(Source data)

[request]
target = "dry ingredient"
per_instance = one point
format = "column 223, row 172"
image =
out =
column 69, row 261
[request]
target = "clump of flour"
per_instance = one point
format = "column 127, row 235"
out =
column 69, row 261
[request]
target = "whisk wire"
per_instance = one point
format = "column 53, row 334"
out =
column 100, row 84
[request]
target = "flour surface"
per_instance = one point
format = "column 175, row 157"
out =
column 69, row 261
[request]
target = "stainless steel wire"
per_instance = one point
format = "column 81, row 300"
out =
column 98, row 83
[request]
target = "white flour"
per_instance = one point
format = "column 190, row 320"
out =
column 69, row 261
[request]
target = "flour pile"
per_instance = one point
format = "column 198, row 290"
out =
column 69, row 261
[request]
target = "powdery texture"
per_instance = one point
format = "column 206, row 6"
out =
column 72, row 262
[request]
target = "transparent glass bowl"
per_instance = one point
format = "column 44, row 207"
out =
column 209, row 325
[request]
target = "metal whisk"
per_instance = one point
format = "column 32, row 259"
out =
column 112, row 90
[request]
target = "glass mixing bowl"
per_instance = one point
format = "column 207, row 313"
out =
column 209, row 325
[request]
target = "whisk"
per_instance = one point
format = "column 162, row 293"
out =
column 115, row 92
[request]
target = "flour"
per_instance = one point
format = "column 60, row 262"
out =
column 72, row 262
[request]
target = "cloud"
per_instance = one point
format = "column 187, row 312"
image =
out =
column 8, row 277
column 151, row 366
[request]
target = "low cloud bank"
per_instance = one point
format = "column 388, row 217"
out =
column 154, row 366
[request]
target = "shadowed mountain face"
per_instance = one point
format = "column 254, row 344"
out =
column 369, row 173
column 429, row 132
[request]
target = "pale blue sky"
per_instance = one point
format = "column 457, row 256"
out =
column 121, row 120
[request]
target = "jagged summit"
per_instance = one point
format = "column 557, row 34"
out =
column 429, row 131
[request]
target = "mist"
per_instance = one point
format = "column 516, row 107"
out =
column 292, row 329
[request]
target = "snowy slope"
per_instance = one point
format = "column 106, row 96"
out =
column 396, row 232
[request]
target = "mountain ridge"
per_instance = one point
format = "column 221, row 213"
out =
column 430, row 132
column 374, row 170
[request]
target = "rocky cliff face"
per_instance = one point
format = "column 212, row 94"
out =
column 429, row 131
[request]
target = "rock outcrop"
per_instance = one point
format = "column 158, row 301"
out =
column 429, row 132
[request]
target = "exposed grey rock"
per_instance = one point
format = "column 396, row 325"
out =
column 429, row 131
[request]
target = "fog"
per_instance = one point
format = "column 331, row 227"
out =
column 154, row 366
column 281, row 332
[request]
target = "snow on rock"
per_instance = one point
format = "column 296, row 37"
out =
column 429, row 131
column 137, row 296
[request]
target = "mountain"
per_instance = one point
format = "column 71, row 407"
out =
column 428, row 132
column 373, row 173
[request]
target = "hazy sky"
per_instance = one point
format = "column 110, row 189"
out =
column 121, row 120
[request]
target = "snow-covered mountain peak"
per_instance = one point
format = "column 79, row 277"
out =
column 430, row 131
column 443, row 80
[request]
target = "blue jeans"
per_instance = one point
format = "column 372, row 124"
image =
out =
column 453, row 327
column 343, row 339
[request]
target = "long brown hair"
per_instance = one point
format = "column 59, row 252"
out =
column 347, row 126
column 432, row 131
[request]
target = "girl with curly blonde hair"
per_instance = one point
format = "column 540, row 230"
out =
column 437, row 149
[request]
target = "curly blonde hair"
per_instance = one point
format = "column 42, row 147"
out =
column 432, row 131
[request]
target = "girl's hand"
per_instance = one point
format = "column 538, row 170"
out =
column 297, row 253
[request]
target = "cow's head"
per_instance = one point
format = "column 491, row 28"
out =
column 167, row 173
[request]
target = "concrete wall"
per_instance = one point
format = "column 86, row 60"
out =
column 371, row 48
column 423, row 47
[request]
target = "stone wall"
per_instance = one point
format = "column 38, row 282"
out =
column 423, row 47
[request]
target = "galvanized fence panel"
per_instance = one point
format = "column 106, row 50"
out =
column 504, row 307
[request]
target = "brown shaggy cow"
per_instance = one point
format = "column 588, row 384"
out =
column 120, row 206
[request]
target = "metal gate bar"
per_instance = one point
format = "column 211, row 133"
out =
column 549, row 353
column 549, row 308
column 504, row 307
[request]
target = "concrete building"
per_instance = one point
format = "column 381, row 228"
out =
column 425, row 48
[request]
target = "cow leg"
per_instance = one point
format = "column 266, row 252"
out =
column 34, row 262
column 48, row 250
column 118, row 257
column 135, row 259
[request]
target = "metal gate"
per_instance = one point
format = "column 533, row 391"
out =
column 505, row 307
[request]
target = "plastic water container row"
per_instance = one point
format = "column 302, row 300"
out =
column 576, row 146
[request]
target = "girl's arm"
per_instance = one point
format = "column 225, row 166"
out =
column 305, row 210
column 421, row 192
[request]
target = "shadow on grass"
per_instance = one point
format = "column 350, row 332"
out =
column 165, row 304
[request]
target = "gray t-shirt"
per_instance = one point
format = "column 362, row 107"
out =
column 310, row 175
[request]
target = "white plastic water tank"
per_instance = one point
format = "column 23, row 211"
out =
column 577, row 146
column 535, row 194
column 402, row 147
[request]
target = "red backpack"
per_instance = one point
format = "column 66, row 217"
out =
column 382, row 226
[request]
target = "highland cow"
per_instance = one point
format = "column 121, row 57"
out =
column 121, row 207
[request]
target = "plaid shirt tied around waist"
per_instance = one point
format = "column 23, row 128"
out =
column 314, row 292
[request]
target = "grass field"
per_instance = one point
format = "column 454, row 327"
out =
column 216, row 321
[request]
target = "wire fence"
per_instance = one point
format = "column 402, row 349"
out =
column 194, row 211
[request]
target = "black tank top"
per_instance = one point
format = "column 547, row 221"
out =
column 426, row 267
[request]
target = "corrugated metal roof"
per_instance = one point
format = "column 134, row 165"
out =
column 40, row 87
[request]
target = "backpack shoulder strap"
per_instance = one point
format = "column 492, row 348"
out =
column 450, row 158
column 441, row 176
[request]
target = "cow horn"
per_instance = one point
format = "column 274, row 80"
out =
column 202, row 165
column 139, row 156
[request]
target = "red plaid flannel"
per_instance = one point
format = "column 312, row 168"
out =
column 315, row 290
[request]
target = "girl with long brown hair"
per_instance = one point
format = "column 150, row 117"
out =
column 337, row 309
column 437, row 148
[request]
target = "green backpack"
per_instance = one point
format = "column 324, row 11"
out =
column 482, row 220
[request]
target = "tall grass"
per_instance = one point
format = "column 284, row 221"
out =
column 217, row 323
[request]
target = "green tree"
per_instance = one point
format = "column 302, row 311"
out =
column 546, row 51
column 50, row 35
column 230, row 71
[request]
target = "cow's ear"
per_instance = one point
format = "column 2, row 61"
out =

(Problem) Please locate each line of the material above that contains the string "bowl", and copy those lines out.

(Solution for this exercise)
target = "transparent glass bowl"
target = "glass mixing bowl"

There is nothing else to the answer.